The expected output is the data below, restated word for word.

Source data Block Start

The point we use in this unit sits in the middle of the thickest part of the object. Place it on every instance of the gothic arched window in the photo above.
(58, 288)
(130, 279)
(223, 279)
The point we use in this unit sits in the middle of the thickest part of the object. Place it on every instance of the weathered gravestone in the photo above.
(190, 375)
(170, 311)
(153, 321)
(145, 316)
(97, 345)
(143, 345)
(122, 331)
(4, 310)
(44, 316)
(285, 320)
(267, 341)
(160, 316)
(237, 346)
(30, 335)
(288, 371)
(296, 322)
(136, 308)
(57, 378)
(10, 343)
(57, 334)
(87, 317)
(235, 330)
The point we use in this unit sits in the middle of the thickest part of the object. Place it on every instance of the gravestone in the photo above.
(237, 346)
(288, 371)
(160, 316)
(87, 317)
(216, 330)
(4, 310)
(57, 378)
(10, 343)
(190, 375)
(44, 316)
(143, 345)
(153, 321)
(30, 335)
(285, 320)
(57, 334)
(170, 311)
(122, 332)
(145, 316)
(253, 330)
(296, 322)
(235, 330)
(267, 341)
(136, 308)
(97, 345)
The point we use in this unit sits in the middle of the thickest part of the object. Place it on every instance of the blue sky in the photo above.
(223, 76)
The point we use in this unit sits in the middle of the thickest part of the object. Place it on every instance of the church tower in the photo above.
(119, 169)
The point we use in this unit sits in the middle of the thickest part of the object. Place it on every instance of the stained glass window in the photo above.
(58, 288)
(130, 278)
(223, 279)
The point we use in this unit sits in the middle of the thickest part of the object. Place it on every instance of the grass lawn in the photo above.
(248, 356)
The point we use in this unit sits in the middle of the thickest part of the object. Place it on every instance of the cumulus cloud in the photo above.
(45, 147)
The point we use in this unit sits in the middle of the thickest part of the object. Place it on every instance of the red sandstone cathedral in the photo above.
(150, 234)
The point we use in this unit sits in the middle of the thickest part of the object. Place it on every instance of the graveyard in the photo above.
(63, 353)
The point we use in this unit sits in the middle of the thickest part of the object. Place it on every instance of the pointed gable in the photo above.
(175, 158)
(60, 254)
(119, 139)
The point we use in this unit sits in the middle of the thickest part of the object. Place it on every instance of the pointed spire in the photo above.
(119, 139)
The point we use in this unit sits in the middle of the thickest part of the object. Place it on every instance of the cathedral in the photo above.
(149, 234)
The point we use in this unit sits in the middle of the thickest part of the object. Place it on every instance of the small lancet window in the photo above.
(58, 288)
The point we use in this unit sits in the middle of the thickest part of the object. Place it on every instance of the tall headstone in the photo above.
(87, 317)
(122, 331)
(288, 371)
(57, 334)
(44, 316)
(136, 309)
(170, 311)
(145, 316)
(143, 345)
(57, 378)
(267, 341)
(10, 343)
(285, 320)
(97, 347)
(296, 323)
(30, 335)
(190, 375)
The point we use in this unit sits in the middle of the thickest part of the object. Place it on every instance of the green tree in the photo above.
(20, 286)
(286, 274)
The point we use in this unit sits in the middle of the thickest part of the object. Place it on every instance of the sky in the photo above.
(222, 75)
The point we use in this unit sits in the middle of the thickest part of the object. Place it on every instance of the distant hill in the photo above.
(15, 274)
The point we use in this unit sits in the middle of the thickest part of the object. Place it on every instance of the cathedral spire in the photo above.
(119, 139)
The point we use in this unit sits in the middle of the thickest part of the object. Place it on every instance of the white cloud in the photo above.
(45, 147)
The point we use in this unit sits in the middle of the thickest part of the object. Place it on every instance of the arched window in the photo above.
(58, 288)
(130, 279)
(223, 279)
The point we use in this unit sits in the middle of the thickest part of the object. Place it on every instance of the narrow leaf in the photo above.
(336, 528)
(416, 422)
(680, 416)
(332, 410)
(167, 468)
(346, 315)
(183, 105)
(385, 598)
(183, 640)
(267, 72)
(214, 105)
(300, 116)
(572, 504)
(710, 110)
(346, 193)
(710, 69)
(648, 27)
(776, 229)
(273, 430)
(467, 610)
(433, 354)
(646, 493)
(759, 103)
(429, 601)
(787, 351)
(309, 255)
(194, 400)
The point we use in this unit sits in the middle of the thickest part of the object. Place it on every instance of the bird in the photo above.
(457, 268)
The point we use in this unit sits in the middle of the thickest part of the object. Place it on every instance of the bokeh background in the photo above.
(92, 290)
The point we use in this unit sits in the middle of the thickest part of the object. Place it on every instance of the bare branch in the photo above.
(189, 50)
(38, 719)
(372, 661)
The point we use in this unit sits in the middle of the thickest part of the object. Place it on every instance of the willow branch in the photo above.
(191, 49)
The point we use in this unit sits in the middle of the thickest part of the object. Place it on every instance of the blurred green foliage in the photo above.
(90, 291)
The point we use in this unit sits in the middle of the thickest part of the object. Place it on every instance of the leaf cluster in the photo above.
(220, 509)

Source data Block End

* _Exercise output_:
The point we use in this unit sits in the middle of the thickest part of the object. Place it on every instance of the gothic arched window in the photo above.
(58, 288)
(130, 279)
(223, 279)
The point we use in this unit sits in the middle of the thickest part of the object. Place it on every instance of the weathered gravestone in the photo above.
(190, 375)
(170, 311)
(153, 321)
(145, 316)
(97, 345)
(143, 345)
(122, 331)
(4, 310)
(44, 316)
(285, 320)
(267, 341)
(160, 316)
(237, 346)
(30, 335)
(288, 371)
(296, 322)
(136, 308)
(57, 378)
(10, 343)
(57, 334)
(87, 317)
(235, 330)
The point we use in this unit sits in the middle of the thickest part of the object. Place it on every instance of the gravestone in the photo above.
(237, 346)
(288, 371)
(160, 316)
(87, 317)
(216, 330)
(4, 310)
(57, 378)
(10, 343)
(190, 375)
(44, 316)
(143, 345)
(153, 321)
(30, 335)
(285, 320)
(57, 334)
(170, 311)
(122, 332)
(145, 316)
(253, 330)
(296, 322)
(235, 330)
(267, 341)
(136, 308)
(97, 345)
The point we use in this unit sits in the middle of the thickest part of the object. Place it on every instance of the blue sky in the photo above.
(223, 76)
The point we use in this unit sits in the middle of the thickest part of the object. Place it on every instance of the church tower in the photo above.
(119, 169)
The point we use in this unit sits in the middle of the thickest part of the object. Place it on every instance of the stained glass window in the photo above.
(58, 288)
(130, 278)
(223, 279)
The point we use in this unit sits in the middle of the thickest part of the object. Place it on every instance of the grass lawn in the photo above.
(248, 356)
The point we use in this unit sits in the middle of the thickest part of the object. Place it on every instance of the cumulus cloud in the photo above.
(45, 147)
The point we use in this unit sits in the middle of the thickest part of the object. Place it on every instance of the red sandstone cathedral in the photo above.
(150, 234)
The point we use in this unit sits in the middle of the thickest part of the object. Place it on every instance of the graveyard in the photo above.
(63, 353)
The point we use in this unit sits in the middle of the thickest part of the object. Place it on every instance of the pointed gable in the photo above.
(175, 158)
(60, 254)
(119, 139)
The point we use in this unit sits in the middle of the thickest part of the object. Place it on every instance of the pointed spire in the photo above.
(119, 139)
The point we use in this unit sits in the middle of the thickest part of the object. Place it on every instance of the cathedral in the photo above.
(149, 234)
The point we use in this unit sits in the middle of the thickest part of the object. Place it on every instance of the small lancet window in the photo above.
(58, 288)
The point we use in this unit sits in the middle of the thickest part of the object. Place it on every instance of the tall headstone in the photo above.
(87, 317)
(122, 331)
(288, 371)
(57, 334)
(44, 316)
(136, 309)
(170, 311)
(145, 316)
(143, 345)
(57, 378)
(267, 341)
(10, 343)
(285, 320)
(97, 347)
(296, 323)
(30, 335)
(190, 375)
The point we use in this unit sits in the middle of the thickest part of the object. Place it on every instance of the green tree in the photo above.
(20, 286)
(286, 274)
The point we use in this unit sits in the middle of the thickest part of the object. Place it on every instance of the sky in the photo above.
(222, 75)
The point we use in this unit sits in the middle of the thickest part of the object. Place it on every instance of the distant hill in the photo above.
(15, 274)
The point we use in this unit sits in the middle of the thickest part of the object. Place it on every instance of the cathedral spire in the photo above.
(119, 139)
The point we use in this unit sits in the middle of the thickest part of the object. Place it on every instance of the white cloud in the photo above.
(45, 147)
The point we use in this unit sits in the middle of the thickest part of the object. Place it on every instance of the arched window in the photo above.
(58, 288)
(130, 279)
(223, 279)
The point we use in this unit sits in the middle of the thickest part of the object. Place it on every instance of the narrow leaf in the photo above.
(336, 528)
(416, 422)
(680, 416)
(332, 410)
(167, 468)
(346, 315)
(183, 105)
(385, 598)
(183, 640)
(267, 72)
(214, 105)
(300, 116)
(572, 504)
(710, 110)
(346, 193)
(710, 69)
(648, 27)
(776, 229)
(273, 430)
(467, 610)
(433, 354)
(646, 493)
(759, 103)
(429, 601)
(787, 351)
(309, 255)
(194, 400)
The point we use in this unit sits in the middle of the thickest part of the object. Place it on every instance of the bird in the photo above.
(457, 268)
The point we use in this unit sits in the middle of the thickest part of the object. Place it on every instance of the bokeh background in the photo above.
(92, 290)
The point we use in this unit sits in the middle of the thickest part of the object. Place it on every instance of the bare branch in the photo above.
(189, 50)
(38, 719)
(372, 661)
The point we use in this unit sits in the middle of the thickest part of the object. Place it on every instance of the willow branch in the photo above.
(191, 49)
The point we use in this unit sits in the middle of the thickest part of the object. Place it on every instance of the blurred green foliage in the photo above.
(90, 291)
The point we use in this unit sits in the middle of the thickest part of the object. Place it on every instance of the leaf cluster in the photo above.
(220, 509)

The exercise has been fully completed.